EXCERPT —
-=-=-=-=-

Fontainebleau Las Vegas Owners Say Longstanding Strip Eyesore Will Open in 2023

Posted on: November 10, 2021, 08:14h. 

Last updated on: November 10, 2021, 02:16h.

The new owners of Fontainebleau Las Vegas committed yesterday to bringing the Strip’s notorious 67-story idled eyesore to completion in two years.

Fontainebleau Las Vegas casino resort
The stage is set for Fontainebleau Las Vegas’ announcement that construction is resuming on the Strip property, shown here. The blue building has been a stark reminder of the recession for more than a decade. (Image: Clark County Nevada)

Fontainebleau Development and Koch Real Estate Investments, a subsidiary of Koch Industries, acquired the unfinished casino resort from New York real estate businessman Steve Witkoff in February for an undisclosed sum. Fontainebleau Development is controlled by Jeff Soffer, the same man who originally conceived the Las Vegas Strip casino project.

Yesterday, the owners held a ceremonial event commemorating the resort’s restart of construction. The towering blue structure has largely sat vacant and lifeless since 2009.

The latest plan is to complete construction and open the property as Fontainebleau Las Vegas by the end of 2023. The property is set to include 3,700 guestrooms, 100,000 square feet of gaming space, and employ some 6,000 permanent workers upon completion.

Development Comes Full Circle

The Fontainebleau filed for bankruptcy protection in June of 2009 in the midst of the Great Recession. Work stopped after the multibillion-dollar venture was roughly 75 percent complete.

Soffer, whose Fontainebleau Development was the visionary behind the northern Strip destination, was forced to sell the unfinished casino. Corporate raider billionaire Carl Icahn was the high bidder at roughly $151 million.

Icahn never planned to complete the resort, instead opting to hold on to the structure as an investment. It paid off, as the billionaire eventually sold the property in 2017 to Witkoff for $600 million.

-=-=-=-=-

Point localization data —
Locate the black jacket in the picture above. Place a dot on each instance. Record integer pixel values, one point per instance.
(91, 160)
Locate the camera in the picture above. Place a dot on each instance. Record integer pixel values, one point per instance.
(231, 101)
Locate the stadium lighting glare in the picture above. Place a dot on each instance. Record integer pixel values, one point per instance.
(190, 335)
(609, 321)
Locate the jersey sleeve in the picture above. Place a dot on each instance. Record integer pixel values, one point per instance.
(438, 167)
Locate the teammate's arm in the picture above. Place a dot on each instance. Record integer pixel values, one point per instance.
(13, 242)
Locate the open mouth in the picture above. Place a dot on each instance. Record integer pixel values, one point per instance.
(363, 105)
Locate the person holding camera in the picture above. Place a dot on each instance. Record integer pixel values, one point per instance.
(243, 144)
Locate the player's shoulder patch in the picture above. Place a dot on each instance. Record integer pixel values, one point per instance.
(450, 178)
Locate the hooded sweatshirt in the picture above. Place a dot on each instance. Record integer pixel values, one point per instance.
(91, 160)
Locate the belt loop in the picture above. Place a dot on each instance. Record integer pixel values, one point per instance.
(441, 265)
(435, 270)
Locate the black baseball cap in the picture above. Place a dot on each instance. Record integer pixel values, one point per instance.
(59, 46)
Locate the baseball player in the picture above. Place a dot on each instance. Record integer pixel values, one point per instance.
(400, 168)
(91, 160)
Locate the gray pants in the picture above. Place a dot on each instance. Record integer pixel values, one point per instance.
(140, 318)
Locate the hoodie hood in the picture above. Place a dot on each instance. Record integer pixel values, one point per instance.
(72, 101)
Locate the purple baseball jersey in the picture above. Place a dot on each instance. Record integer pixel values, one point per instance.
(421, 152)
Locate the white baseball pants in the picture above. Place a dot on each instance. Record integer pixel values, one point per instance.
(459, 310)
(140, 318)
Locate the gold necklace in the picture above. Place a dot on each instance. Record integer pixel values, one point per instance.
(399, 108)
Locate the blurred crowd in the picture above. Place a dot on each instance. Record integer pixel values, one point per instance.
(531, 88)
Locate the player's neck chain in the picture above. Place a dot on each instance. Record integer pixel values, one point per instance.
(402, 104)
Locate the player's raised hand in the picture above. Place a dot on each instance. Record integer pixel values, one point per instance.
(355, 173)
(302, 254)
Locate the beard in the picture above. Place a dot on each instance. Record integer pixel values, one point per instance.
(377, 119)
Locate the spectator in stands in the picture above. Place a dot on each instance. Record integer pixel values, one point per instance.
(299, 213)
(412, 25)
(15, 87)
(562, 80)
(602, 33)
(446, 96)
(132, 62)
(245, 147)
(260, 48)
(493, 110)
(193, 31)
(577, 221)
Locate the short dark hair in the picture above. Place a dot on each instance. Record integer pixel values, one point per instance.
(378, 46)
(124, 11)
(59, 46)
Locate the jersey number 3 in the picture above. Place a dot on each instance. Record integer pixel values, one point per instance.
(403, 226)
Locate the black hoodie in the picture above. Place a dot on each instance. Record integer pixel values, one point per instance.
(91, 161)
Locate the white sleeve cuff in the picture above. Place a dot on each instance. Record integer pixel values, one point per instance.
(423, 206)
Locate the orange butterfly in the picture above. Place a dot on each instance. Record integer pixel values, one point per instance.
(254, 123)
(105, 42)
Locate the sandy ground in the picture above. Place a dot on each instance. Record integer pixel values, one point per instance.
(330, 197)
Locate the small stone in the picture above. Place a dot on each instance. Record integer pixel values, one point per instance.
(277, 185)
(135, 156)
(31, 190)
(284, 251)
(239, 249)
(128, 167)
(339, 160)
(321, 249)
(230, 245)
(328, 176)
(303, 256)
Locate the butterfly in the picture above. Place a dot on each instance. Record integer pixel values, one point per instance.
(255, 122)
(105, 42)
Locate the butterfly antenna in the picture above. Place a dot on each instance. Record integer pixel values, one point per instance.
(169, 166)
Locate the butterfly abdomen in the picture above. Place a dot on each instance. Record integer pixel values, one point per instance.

-=-=-=-=-

REQUIRED WORK — Pick up the Fontainebleau Las Vegas article right after its final sentence and write the next part.

REPLY TO THE TASK —
Witkoff had hopes of completing construction and opening the venue as The Drew, an ode to his late son Drew, who died of an opioid overdose in 2011. But Witkoff encountered financing problems, as the COVID-19 pandemic rendered the opportunity unfeasible.

Soffer said he hadn’t considered a return to the development until it landed on his desk. He found it to be an opportunity that he couldn’t pass up.

When I drove on the property the first time, it was exactly the way I left it,” Soffer explained during yesterday’s press event.

“This is a market that’s going to be here forever. It’s not going anywhere,” the resort developer added. “People want to come to Vegas. They want to go to these hotels. They want to go to the conventions. They want to go gamble. They want to see the best shows in the world. It’s got all the pieces that you want when you own hotels.”

Strip Sights

The Las Vegas community is ecstatic that the blue eyesore is being given yet another chance.

Without badmouthing it, it’s been a tremendous eyesore,” said Clark County Commissioner Tick Segerblom, who represents the Fontainebleau’s district.

Nevada Gov. Steve Sisolak (D) was on hand for the Fontainebleau restart, and he, too, celebrated the expected completion of the property.

“I remember when I was on the county commission, we talked about wrapping this building so it didn’t look as bad,” the governor divulged. “This group that they’ve assembled certainly have the financial wherewithal to finish it. I’m confident that they’re going to do that.”